# Working data
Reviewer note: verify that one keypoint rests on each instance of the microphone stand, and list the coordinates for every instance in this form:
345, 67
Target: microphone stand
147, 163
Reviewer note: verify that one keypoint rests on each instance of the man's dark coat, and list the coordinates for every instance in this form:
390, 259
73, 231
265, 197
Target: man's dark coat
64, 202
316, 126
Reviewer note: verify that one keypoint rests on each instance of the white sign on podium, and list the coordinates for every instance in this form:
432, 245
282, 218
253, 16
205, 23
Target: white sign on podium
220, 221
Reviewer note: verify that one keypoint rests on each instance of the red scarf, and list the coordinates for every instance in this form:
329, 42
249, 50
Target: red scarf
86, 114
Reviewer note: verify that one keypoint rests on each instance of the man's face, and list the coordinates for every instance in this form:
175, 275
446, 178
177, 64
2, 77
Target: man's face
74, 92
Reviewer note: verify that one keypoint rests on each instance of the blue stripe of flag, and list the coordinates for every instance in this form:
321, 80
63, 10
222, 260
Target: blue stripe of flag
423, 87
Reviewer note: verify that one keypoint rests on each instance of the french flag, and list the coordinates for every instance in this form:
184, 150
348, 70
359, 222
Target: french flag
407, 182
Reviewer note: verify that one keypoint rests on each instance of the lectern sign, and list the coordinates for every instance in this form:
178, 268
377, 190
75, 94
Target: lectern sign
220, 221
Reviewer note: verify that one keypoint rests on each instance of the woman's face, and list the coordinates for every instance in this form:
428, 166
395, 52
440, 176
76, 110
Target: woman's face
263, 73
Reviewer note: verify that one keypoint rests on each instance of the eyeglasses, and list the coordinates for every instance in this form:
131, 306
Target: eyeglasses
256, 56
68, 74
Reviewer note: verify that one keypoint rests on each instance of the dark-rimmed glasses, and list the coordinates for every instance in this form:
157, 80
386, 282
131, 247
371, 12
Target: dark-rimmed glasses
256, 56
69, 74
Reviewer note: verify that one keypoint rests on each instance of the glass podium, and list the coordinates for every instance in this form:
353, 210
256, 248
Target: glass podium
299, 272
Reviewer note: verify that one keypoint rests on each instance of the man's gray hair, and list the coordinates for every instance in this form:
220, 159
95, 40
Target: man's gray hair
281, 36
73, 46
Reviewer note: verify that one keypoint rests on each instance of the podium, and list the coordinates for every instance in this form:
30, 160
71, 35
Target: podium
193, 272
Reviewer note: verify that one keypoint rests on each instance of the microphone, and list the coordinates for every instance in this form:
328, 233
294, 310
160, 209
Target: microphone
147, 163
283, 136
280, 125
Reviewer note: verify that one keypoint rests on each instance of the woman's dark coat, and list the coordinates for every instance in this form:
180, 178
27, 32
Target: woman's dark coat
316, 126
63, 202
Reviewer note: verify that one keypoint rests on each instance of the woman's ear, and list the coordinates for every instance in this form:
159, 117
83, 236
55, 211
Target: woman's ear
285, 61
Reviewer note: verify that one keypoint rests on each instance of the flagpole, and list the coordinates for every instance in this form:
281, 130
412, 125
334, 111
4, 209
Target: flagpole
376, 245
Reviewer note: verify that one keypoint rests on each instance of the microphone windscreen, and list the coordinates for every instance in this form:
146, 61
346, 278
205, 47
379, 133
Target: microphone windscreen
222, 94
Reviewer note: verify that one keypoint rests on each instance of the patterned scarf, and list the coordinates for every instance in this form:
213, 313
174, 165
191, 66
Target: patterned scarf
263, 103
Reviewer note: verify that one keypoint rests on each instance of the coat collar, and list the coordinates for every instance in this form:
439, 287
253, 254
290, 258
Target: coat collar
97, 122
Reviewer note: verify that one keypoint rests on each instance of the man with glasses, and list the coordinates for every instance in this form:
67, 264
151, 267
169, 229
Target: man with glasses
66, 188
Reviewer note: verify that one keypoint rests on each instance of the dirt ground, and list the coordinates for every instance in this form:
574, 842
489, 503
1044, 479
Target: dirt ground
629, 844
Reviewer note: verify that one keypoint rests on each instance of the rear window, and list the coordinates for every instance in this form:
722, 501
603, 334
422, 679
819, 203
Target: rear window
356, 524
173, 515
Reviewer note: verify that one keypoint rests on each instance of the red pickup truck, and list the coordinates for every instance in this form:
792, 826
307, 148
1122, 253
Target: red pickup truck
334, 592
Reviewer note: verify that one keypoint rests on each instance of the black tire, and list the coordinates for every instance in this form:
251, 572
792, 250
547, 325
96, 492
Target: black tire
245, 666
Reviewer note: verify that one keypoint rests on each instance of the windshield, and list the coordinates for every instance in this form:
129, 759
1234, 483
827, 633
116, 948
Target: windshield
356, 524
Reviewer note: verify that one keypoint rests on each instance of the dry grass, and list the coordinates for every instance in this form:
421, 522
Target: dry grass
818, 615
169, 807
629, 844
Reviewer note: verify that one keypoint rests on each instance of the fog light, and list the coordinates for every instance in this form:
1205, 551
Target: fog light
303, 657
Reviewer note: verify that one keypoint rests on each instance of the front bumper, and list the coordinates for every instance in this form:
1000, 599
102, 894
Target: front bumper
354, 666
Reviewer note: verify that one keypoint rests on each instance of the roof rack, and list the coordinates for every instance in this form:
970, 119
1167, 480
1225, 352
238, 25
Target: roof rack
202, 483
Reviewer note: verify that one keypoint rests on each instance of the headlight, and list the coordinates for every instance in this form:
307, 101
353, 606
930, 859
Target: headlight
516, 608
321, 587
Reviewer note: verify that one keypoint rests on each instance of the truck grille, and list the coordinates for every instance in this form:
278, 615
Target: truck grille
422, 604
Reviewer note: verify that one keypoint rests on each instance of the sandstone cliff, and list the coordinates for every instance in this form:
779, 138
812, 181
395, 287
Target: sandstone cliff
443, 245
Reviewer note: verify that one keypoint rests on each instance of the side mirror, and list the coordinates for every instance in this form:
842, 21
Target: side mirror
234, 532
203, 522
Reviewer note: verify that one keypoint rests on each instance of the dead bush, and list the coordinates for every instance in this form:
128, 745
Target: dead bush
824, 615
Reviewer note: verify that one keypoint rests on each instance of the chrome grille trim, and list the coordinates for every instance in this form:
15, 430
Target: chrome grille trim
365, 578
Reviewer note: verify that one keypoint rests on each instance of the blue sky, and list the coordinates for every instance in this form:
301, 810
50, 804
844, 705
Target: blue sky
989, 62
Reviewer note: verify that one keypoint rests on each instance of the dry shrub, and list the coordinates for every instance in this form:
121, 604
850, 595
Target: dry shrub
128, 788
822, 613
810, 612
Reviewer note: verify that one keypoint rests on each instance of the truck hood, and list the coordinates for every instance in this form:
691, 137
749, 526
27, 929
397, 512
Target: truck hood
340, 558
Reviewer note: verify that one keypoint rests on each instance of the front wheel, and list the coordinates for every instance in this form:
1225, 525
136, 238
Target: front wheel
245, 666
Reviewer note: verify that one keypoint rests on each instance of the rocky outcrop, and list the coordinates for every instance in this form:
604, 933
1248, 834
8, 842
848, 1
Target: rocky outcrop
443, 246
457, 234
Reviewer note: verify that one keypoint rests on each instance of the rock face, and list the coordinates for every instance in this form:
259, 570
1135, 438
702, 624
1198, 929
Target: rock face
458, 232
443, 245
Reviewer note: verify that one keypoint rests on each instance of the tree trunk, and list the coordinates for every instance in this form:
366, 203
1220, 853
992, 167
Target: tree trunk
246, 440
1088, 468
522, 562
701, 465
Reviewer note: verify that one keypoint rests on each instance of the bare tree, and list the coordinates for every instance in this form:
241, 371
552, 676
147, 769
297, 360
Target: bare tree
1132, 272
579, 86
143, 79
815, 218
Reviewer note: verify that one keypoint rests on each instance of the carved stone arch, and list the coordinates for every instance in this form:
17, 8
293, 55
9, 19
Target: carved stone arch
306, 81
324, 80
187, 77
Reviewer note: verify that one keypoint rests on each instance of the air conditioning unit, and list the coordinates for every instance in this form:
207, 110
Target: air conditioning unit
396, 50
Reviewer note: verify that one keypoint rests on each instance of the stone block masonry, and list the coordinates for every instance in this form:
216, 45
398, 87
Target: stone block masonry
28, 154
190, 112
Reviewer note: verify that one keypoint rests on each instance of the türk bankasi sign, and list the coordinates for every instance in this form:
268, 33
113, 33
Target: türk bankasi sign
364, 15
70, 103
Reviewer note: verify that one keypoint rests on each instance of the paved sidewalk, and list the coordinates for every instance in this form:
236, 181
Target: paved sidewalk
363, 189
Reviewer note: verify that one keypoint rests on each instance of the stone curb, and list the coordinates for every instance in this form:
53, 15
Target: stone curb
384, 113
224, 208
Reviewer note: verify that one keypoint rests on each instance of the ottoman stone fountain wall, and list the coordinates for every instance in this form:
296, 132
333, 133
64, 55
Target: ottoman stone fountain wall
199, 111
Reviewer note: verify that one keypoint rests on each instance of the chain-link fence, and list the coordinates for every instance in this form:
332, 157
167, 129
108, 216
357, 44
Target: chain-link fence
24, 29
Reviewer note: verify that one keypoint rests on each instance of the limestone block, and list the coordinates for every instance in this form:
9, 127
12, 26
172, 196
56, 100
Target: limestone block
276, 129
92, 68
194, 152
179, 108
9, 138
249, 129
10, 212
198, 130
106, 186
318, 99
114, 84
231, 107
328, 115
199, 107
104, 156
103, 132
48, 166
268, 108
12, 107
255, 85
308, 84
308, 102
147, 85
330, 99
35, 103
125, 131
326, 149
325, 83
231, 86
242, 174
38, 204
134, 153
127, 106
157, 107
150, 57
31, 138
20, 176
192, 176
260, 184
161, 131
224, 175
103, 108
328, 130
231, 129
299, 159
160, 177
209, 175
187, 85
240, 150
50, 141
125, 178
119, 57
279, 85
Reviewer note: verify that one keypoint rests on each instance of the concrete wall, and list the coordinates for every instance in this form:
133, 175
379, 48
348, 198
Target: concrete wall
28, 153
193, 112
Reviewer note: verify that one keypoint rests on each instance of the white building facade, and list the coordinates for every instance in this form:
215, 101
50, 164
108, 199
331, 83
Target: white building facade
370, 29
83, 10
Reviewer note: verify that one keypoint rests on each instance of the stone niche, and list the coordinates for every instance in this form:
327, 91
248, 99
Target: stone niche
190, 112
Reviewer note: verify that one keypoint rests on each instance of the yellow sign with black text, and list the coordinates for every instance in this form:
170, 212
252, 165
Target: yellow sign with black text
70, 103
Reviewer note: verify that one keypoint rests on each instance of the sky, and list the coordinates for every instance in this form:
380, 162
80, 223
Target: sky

# Short task
Format the lines from the one containing "stone niche, and" through the end of the rows, both ends included, as a Markdown table with the columns Number and Line, numbering each line and leaving out any blank lines.

# Response
| Number | Line |
|---|---|
| 1 | Reviewer note: verify that one keypoint rests on each instance of the stone niche, and list the coordinates for every instance in this form: |
| 2 | 327, 91 |
| 3 | 248, 99 |
| 4 | Target: stone niche |
| 5 | 190, 112 |
| 6 | Reviewer note: verify that one keypoint rests on each instance of the yellow sign with black text, and list the coordinates for every instance in this form: |
| 7 | 170, 212 |
| 8 | 252, 165 |
| 9 | Target: yellow sign with black text |
| 10 | 70, 103 |
| 11 | Reviewer note: verify that one keypoint rests on each instance of the sky, and list the coordinates for every instance in this form: |
| 12 | 380, 162 |
| 13 | 80, 223 |
| 14 | Target: sky |